### TEXTO CITADO

Bebida feita à mão
Cerveja artesanal é hobby que pode se tornar fonte de renda ao produtor
Em Brusque, a cervejaria Zehn Bier é a responsável pela maior quantidade de produção de cerveja artesanal em escala comercial. Fundada em 2003, a empresa começou com a fabricação para consumo familiar, utilizando apenas três tanques; hoje, são 18.
O mestre cervejeiro responsável pela produção é o mesmo desde a fundação da empresa. A primeira tentativa de produzir cerveja pelo criador da empresa, Hilário Zen, não deu certo. Porém, continuou tentando e aprimorando o produto, buscando sempre aumentar a qualidade da bebida.
A empresa produz hoje oito tipos de cerveja, variantes pertencentes às famílias Lager – cerveja de baixa fermentação – e Ale – de alta fermentação. Cada uma delas tem suas características próprias em relação ao sabor, amargor, formação de espuma e aroma: algumas são mais amargas, outras têm notas de chocolate ou caramelo.

######

### TAREFA 1
Formate em CSV de duas colunas, entrada e resposta, os registros do trecho que vai da linha com "I'd appreciate your help finding the shoulder" até a linha com "[39,48,70,62]", incluindo ambas. Use uma linha para cada registro, com cada campo entre aspas e as quebras de linha trocadas por espaços.

### REGISTROS EXIBIDOS

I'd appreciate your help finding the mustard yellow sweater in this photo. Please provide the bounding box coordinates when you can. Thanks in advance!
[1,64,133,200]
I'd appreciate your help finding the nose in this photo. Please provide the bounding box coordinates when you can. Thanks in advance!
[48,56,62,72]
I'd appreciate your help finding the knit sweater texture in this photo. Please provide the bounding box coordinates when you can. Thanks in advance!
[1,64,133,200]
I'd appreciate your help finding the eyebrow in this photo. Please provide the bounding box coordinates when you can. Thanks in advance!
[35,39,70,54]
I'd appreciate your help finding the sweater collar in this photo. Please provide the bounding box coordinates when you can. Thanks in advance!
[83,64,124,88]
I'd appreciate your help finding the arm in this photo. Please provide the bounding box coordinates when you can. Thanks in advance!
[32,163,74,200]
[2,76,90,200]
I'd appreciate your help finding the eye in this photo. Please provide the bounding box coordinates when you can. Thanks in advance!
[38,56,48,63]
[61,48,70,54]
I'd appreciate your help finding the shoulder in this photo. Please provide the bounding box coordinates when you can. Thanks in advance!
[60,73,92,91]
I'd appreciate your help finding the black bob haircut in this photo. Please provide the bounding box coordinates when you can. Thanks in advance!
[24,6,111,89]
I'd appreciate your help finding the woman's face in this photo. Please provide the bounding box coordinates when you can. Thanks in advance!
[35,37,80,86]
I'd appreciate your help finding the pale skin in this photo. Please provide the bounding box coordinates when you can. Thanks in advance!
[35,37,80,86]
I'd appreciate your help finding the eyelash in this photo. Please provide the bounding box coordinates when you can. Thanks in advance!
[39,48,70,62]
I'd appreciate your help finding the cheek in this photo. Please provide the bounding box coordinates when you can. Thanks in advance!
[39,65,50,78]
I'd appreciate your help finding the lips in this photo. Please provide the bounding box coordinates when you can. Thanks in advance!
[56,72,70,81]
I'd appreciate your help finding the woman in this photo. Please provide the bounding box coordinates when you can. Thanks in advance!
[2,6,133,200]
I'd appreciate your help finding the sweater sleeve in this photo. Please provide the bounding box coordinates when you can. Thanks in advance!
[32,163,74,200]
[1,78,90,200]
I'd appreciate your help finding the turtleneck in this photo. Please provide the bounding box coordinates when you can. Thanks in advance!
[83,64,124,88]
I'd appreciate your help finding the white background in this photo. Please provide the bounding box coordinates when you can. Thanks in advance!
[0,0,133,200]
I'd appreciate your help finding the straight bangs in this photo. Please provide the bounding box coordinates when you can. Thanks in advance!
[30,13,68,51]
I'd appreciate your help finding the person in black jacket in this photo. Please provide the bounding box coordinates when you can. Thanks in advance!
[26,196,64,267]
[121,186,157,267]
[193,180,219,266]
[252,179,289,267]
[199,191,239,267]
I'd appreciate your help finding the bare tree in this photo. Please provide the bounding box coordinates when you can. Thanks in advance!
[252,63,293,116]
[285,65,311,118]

######

### TAREFA 2
Resuma em duas frases a matéria sobre cerveja artesanal.

### RESPOSTA ESCRITA 1
entrada,resposta
"I'd appreciate your help finding the shoulder in this photo. Please provide the bounding box coordinates when you can. Thanks in advance!","[60,73,92,91]"
"I'd appreciate your help finding the black bob haircut in this photo. Please provide the bounding box coordinates when you can. Thanks in advance!","[24,6,111,89]"
"I'd appreciate your help finding the woman's face in this photo. Please provide the bounding box coordinates when you can. Thanks in advance!","[35,37,80,86]"
"I'd appreciate your help finding the pale skin in this photo. Please provide the bounding box coordinates when you can. Thanks in advance!","[35,37,80,86]"
"I'd appreciate your help finding the eyelash in this photo. Please provide the bounding box coordinates when you can. Thanks in advance!","[39,48,70,62]"

### RESPOSTA ESCRITA 2
Em Brusque, a cervejaria Zehn Bier é a maior produtora de cerveja artesanal em escala comercial. Fundada em 2003 para consumo familiar, ela passou de três para 18 tanques e produz hoje oito tipos de cerveja das famílias Lager e Ale, cada um com características próprias de sabor, amargor, espuma e aroma.